◆ SHORT TASK
Quote the items word for word, starting with their first line and going on through the line with "x=189, y=23", both ends included. Leave the pictures out of your answer.

Raw records

━━━━━━━━━━━━━━━━

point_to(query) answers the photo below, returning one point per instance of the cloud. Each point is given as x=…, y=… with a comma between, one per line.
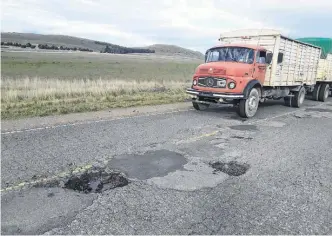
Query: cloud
x=189, y=23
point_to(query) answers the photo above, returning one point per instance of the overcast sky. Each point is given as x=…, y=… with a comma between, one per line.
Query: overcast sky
x=194, y=24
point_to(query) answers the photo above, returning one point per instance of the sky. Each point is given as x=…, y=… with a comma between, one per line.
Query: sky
x=193, y=24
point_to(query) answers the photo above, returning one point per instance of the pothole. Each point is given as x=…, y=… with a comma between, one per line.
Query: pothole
x=241, y=137
x=319, y=110
x=244, y=127
x=96, y=181
x=301, y=116
x=232, y=168
x=151, y=164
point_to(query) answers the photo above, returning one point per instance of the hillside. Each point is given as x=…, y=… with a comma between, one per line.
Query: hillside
x=175, y=50
x=70, y=41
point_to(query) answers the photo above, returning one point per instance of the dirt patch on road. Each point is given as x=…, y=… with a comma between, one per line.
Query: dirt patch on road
x=244, y=127
x=151, y=164
x=232, y=168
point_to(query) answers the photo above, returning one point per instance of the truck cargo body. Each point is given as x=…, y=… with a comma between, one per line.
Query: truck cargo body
x=323, y=86
x=253, y=65
x=325, y=69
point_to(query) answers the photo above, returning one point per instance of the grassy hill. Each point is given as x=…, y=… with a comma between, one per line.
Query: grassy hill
x=175, y=50
x=70, y=41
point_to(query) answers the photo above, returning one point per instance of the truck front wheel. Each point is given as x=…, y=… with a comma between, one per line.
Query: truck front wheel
x=248, y=107
x=315, y=93
x=200, y=106
x=323, y=92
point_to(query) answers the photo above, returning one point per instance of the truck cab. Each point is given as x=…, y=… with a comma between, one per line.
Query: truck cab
x=231, y=74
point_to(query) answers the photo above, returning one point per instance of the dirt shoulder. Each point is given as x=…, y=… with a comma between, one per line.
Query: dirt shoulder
x=47, y=121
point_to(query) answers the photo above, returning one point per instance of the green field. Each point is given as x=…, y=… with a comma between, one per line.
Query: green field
x=39, y=84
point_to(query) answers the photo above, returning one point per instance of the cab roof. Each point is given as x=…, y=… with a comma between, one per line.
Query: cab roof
x=251, y=46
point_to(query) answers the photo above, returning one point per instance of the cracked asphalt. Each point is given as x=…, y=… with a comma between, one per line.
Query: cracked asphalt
x=173, y=187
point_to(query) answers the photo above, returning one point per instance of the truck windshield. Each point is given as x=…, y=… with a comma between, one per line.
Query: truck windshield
x=236, y=54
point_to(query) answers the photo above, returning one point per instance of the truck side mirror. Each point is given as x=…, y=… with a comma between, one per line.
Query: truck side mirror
x=269, y=56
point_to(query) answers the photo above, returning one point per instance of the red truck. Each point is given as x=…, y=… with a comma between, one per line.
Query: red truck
x=252, y=66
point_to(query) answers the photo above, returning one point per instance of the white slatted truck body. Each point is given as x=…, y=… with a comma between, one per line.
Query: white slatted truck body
x=254, y=65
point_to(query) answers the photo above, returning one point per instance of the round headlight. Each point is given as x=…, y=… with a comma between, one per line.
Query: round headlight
x=231, y=85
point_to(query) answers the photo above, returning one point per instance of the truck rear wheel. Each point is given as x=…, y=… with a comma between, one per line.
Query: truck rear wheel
x=287, y=101
x=298, y=98
x=248, y=107
x=200, y=106
x=323, y=92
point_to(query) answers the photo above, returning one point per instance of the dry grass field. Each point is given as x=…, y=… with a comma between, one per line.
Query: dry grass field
x=45, y=83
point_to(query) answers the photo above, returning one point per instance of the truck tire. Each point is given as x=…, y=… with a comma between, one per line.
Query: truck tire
x=316, y=92
x=288, y=101
x=248, y=107
x=298, y=98
x=200, y=106
x=323, y=92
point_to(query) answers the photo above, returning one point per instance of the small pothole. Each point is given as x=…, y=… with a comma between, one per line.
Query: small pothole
x=244, y=127
x=96, y=181
x=232, y=168
x=319, y=110
x=241, y=137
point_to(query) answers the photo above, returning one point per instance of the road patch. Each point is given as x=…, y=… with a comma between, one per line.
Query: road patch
x=149, y=164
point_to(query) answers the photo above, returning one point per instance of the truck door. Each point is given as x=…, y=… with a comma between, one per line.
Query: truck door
x=260, y=66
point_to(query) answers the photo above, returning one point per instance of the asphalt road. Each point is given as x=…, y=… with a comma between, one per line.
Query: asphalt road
x=274, y=178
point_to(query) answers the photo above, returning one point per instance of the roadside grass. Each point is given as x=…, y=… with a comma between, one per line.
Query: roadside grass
x=27, y=91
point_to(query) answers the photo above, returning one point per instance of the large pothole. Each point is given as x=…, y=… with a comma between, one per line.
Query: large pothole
x=232, y=168
x=95, y=180
x=151, y=164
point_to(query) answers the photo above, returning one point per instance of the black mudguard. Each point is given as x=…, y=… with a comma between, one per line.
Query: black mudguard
x=249, y=86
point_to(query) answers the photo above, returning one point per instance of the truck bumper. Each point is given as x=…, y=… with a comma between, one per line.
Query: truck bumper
x=214, y=95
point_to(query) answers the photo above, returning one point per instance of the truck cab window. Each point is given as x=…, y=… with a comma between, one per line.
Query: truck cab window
x=261, y=57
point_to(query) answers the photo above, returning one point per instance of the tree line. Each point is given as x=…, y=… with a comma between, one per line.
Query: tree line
x=116, y=49
x=45, y=46
x=53, y=47
x=27, y=45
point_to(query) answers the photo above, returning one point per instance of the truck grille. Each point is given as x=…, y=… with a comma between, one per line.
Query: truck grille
x=212, y=82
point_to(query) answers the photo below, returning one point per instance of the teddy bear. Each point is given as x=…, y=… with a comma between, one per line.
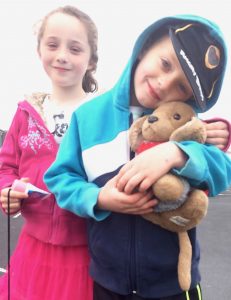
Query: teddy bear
x=180, y=207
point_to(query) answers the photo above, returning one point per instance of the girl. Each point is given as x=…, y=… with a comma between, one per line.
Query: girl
x=132, y=258
x=51, y=258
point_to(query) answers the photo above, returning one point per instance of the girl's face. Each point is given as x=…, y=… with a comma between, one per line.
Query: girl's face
x=64, y=50
x=159, y=77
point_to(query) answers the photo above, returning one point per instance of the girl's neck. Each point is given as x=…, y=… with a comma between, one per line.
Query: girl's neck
x=67, y=96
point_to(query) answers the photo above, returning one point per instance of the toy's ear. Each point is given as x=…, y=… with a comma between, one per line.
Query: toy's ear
x=193, y=130
x=135, y=133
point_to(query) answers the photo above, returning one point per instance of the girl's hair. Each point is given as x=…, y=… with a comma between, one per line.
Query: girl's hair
x=89, y=82
x=153, y=38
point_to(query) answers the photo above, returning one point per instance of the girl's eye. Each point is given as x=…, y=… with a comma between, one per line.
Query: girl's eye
x=177, y=116
x=75, y=50
x=183, y=88
x=165, y=64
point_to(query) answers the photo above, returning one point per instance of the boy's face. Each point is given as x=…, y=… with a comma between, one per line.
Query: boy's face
x=159, y=77
x=65, y=51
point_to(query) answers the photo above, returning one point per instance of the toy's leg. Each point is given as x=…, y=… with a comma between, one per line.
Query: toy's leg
x=184, y=261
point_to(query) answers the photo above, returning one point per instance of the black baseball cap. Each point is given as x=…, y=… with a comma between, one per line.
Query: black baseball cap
x=202, y=59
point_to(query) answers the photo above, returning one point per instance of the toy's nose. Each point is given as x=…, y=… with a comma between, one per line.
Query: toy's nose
x=152, y=119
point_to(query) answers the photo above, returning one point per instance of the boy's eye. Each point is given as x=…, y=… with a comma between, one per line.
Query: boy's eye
x=183, y=88
x=165, y=64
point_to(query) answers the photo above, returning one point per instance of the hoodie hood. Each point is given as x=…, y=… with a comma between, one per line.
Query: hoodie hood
x=121, y=90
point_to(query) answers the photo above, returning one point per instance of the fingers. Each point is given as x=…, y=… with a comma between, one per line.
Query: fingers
x=218, y=142
x=219, y=125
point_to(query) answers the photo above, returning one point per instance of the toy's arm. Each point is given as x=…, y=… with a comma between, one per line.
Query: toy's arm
x=135, y=133
x=193, y=130
x=218, y=133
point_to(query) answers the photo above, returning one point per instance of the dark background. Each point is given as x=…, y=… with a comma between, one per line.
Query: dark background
x=215, y=239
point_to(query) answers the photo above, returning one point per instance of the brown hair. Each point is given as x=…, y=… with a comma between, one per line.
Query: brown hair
x=89, y=82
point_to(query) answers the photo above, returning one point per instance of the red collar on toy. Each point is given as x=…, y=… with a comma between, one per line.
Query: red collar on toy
x=146, y=145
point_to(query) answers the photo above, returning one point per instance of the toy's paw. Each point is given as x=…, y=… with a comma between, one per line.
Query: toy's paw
x=185, y=217
x=193, y=130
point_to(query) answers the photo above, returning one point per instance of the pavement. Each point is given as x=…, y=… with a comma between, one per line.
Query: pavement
x=214, y=234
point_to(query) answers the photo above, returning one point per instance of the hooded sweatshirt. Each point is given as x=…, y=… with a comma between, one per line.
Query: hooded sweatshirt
x=128, y=253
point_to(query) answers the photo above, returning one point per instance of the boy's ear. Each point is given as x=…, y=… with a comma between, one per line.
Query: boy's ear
x=135, y=133
x=39, y=53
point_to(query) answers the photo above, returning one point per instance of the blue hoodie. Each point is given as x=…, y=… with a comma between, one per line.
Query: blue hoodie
x=128, y=253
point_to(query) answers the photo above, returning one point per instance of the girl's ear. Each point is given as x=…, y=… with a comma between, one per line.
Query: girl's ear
x=39, y=53
x=135, y=133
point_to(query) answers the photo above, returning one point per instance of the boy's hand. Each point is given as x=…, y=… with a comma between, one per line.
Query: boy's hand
x=110, y=198
x=146, y=168
x=15, y=199
x=217, y=134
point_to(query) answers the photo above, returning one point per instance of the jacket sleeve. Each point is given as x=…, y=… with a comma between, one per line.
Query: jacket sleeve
x=10, y=153
x=206, y=167
x=66, y=178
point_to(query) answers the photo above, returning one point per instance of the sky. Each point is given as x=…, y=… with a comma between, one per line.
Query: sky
x=119, y=23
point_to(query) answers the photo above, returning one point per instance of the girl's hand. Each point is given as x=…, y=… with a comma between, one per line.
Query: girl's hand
x=146, y=168
x=15, y=199
x=217, y=134
x=110, y=198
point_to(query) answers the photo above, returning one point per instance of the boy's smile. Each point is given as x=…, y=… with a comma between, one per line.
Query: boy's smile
x=159, y=76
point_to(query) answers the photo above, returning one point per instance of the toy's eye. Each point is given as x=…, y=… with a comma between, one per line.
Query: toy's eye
x=177, y=117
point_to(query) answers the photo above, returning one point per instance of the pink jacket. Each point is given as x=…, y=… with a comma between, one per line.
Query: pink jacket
x=28, y=150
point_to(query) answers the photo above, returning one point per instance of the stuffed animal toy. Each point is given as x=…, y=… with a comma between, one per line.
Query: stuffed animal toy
x=180, y=207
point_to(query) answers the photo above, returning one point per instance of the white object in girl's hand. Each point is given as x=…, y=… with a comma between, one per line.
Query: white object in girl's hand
x=30, y=189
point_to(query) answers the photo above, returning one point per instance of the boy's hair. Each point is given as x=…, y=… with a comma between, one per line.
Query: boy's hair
x=89, y=82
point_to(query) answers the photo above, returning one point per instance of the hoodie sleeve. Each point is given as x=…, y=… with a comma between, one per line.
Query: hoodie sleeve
x=66, y=178
x=206, y=167
x=229, y=129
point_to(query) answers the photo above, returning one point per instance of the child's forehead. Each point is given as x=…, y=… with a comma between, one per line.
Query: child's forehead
x=65, y=26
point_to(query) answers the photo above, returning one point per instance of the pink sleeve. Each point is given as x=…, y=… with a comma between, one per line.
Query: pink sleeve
x=229, y=128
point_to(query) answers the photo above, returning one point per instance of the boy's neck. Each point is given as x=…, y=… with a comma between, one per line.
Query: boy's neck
x=69, y=96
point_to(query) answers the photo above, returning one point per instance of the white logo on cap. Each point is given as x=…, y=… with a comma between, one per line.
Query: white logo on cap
x=191, y=67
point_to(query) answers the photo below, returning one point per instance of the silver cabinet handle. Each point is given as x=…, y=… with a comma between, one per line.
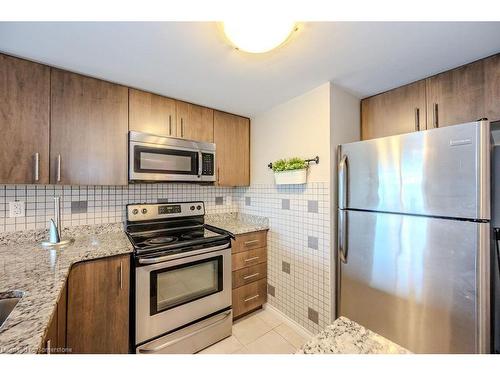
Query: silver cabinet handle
x=37, y=166
x=435, y=115
x=176, y=256
x=200, y=165
x=59, y=168
x=251, y=298
x=121, y=275
x=417, y=119
x=247, y=243
x=251, y=276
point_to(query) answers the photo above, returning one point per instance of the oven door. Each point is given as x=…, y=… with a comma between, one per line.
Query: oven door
x=151, y=162
x=176, y=292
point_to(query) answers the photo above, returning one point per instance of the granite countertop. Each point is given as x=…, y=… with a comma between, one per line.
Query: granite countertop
x=237, y=223
x=345, y=336
x=39, y=275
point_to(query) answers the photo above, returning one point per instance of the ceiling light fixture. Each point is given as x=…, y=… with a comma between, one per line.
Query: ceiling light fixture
x=258, y=37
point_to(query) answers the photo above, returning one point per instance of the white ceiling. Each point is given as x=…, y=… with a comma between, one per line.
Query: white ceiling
x=191, y=61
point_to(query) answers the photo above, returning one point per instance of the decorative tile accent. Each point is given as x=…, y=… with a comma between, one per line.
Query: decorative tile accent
x=312, y=206
x=308, y=286
x=312, y=315
x=285, y=204
x=312, y=242
x=79, y=207
x=271, y=290
x=285, y=267
x=105, y=204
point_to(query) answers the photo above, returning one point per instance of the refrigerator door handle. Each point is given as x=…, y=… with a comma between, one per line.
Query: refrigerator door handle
x=343, y=177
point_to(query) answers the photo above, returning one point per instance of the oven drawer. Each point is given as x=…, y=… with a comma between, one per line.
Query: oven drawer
x=249, y=275
x=249, y=241
x=249, y=258
x=249, y=297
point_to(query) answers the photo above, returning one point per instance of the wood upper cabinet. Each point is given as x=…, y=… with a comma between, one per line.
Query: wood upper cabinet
x=88, y=132
x=456, y=96
x=150, y=113
x=492, y=87
x=232, y=141
x=195, y=122
x=98, y=306
x=398, y=111
x=24, y=118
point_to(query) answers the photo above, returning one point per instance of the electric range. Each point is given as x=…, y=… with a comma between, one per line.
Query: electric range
x=182, y=278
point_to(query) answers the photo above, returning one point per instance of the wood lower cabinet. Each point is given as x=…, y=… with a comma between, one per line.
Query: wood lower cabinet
x=24, y=118
x=249, y=265
x=150, y=113
x=456, y=96
x=402, y=110
x=88, y=131
x=232, y=139
x=195, y=122
x=98, y=306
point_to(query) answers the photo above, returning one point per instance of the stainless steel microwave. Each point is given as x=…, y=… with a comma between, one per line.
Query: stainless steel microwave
x=156, y=158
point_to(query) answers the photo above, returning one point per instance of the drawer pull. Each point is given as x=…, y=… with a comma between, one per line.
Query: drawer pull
x=250, y=242
x=251, y=298
x=250, y=276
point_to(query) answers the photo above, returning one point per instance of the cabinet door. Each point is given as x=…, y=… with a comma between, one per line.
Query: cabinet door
x=456, y=96
x=150, y=113
x=98, y=306
x=24, y=116
x=88, y=132
x=232, y=141
x=195, y=122
x=492, y=91
x=398, y=111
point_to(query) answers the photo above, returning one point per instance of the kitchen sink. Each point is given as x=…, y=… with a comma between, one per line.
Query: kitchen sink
x=8, y=301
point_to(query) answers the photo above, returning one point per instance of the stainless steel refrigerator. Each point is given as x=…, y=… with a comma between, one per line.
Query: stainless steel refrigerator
x=414, y=237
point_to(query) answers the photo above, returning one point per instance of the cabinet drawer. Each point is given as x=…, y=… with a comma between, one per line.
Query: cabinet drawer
x=249, y=258
x=249, y=241
x=249, y=297
x=249, y=275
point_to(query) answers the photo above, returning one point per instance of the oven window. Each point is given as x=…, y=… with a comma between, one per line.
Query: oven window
x=166, y=161
x=175, y=286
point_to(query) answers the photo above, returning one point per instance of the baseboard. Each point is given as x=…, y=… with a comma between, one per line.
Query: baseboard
x=289, y=321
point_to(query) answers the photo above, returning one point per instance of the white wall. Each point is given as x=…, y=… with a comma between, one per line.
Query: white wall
x=299, y=127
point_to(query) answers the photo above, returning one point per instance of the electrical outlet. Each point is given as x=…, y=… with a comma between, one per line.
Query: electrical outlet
x=16, y=209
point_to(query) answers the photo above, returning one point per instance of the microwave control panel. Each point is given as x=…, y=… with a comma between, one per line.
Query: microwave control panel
x=207, y=164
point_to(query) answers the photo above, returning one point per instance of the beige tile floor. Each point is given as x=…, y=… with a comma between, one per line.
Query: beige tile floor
x=263, y=332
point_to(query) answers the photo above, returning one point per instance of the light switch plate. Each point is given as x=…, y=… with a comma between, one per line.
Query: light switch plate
x=16, y=209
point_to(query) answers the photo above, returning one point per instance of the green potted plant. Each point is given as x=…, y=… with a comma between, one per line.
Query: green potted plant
x=290, y=171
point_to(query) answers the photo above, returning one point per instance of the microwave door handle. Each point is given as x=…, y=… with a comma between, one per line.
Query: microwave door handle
x=200, y=157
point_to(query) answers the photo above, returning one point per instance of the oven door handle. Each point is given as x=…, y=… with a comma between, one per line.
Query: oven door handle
x=172, y=342
x=182, y=255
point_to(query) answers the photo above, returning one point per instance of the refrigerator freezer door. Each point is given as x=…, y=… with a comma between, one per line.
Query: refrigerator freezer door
x=418, y=281
x=440, y=172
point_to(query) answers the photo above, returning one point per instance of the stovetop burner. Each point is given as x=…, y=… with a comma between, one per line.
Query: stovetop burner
x=160, y=240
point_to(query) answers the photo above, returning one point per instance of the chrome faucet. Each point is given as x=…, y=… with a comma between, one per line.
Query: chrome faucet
x=55, y=228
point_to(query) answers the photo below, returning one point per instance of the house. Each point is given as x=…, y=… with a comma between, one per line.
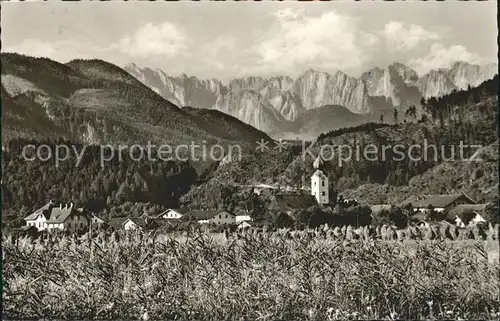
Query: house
x=96, y=221
x=249, y=225
x=127, y=224
x=39, y=217
x=242, y=216
x=289, y=203
x=467, y=214
x=116, y=223
x=174, y=213
x=377, y=208
x=438, y=203
x=319, y=183
x=28, y=231
x=216, y=217
x=134, y=224
x=52, y=217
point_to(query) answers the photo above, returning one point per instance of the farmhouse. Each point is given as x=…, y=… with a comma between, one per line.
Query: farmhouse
x=134, y=224
x=467, y=214
x=216, y=217
x=439, y=203
x=174, y=213
x=252, y=226
x=127, y=224
x=67, y=218
x=242, y=216
x=96, y=221
x=319, y=183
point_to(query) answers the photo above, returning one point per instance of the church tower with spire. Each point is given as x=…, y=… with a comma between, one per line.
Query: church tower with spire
x=319, y=183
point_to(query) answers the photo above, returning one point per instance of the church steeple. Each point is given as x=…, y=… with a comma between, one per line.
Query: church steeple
x=319, y=183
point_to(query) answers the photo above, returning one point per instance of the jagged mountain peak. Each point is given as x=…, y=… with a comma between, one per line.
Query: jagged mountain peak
x=374, y=92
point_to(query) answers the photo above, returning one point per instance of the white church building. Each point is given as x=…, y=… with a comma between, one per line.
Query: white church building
x=319, y=183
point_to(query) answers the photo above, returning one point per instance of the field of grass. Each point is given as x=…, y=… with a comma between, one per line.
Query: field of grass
x=253, y=277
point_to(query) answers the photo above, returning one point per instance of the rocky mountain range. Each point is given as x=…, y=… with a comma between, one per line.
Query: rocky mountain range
x=93, y=101
x=275, y=105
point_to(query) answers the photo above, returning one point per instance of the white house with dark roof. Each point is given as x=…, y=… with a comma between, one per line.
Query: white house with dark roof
x=467, y=214
x=438, y=203
x=319, y=183
x=173, y=213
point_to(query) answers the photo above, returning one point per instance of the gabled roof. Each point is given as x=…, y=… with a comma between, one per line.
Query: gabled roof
x=182, y=210
x=45, y=210
x=377, y=208
x=255, y=224
x=117, y=222
x=419, y=216
x=60, y=214
x=424, y=201
x=242, y=213
x=206, y=215
x=288, y=202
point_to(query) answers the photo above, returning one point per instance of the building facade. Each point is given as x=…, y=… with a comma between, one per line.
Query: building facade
x=319, y=183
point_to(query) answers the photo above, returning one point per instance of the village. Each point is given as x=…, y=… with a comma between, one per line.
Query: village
x=457, y=210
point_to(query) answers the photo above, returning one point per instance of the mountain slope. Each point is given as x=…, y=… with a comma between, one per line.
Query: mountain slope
x=95, y=102
x=251, y=99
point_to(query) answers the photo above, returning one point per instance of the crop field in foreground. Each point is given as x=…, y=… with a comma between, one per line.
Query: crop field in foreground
x=254, y=277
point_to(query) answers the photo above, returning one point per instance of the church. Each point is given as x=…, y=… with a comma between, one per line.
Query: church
x=319, y=183
x=290, y=203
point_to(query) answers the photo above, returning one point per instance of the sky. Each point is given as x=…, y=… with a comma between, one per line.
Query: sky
x=227, y=40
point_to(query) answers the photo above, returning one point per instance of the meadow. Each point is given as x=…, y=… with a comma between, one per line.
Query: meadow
x=249, y=276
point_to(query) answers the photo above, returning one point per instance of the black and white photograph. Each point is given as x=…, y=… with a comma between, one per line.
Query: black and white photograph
x=248, y=160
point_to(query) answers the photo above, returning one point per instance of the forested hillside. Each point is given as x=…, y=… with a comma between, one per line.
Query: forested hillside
x=128, y=187
x=27, y=185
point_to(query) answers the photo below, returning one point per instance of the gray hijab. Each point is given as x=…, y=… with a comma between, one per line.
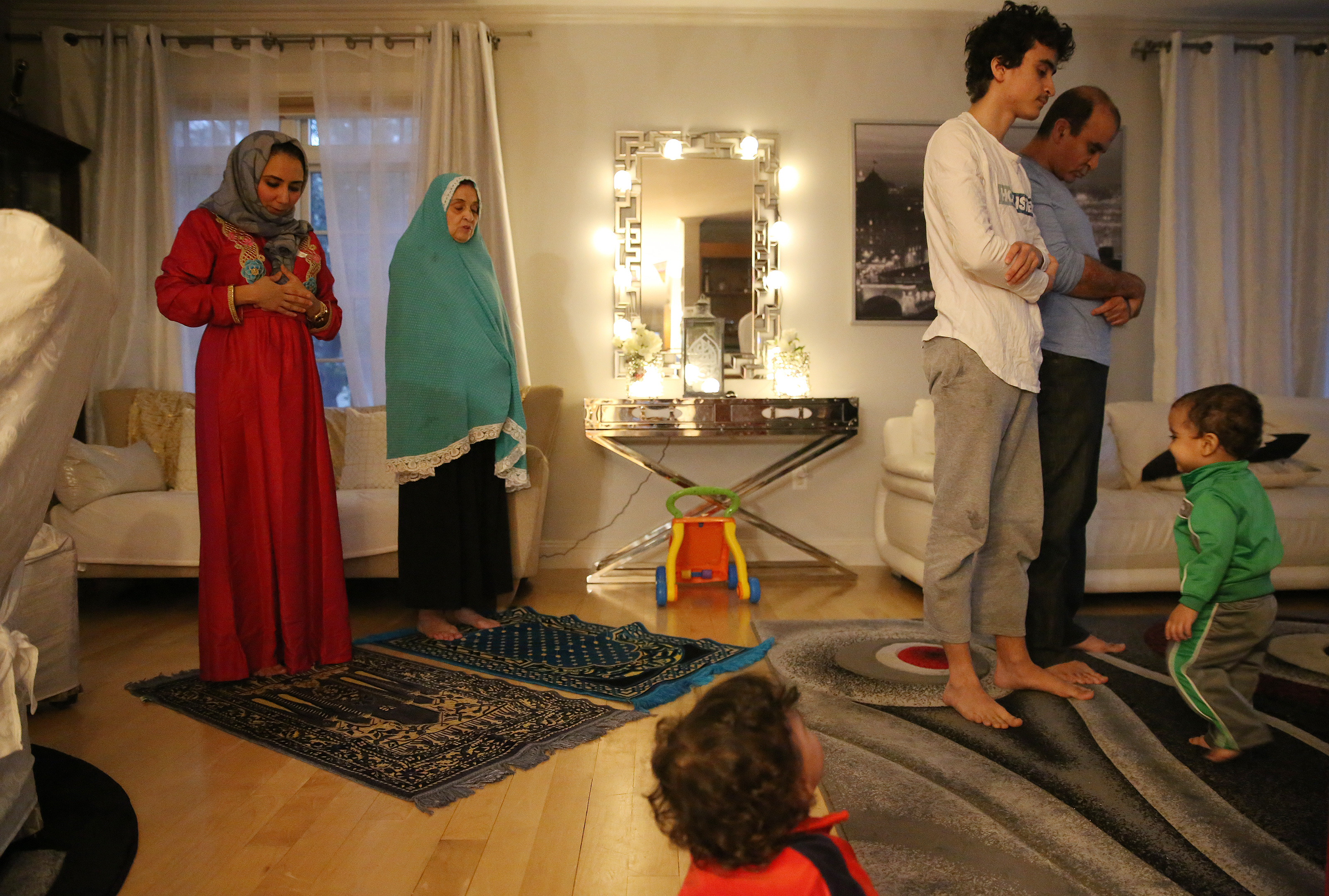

━━━━━━━━━━━━━━━━

◆ RESULT
point_to(query) answers the photo below, returning one point per instance of the cloud. Each point is given as x=…, y=… with a comma between, one per line.
Query: cloud
x=189, y=23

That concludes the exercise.